Set exercise: Reproduce the listing below word for word, keeping every line and character unchanged.

[Excerpts from a point labeling dataset]
============

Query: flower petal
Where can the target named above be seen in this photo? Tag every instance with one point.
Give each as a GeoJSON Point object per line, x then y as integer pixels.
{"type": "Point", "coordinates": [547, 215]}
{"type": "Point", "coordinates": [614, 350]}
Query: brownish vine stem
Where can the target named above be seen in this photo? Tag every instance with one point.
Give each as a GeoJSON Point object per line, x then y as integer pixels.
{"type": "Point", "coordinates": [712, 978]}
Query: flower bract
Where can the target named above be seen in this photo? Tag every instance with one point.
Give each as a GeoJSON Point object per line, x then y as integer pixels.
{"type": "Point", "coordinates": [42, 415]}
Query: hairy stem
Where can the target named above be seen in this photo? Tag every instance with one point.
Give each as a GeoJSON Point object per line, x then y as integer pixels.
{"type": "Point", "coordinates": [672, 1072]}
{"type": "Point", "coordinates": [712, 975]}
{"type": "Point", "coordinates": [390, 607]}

============

Final result:
Query: flower petal
Where can the target named above be seen in this photo? Tag every instance with one point.
Give each as a GeoJSON Point object per line, x then y as integer pixels.
{"type": "Point", "coordinates": [547, 215]}
{"type": "Point", "coordinates": [614, 350]}
Query: brownish vine stem
Where can the target named above be seen in this photo? Tag every instance with one point.
Give each as a GeoJSON Point object per line, x then y as integer pixels.
{"type": "Point", "coordinates": [712, 978]}
Query: flower bract
Where can the target named above be seen in this photo? Tag every instance with one point.
Give each as a GeoJSON Point object per line, x then y as integer pixels.
{"type": "Point", "coordinates": [42, 415]}
Query: hairy stem
Where can the target named above be seen in this photo? Tag every instance with one point.
Give each as a GeoJSON Point object per line, x then y as integer pixels.
{"type": "Point", "coordinates": [672, 1072]}
{"type": "Point", "coordinates": [712, 975]}
{"type": "Point", "coordinates": [390, 607]}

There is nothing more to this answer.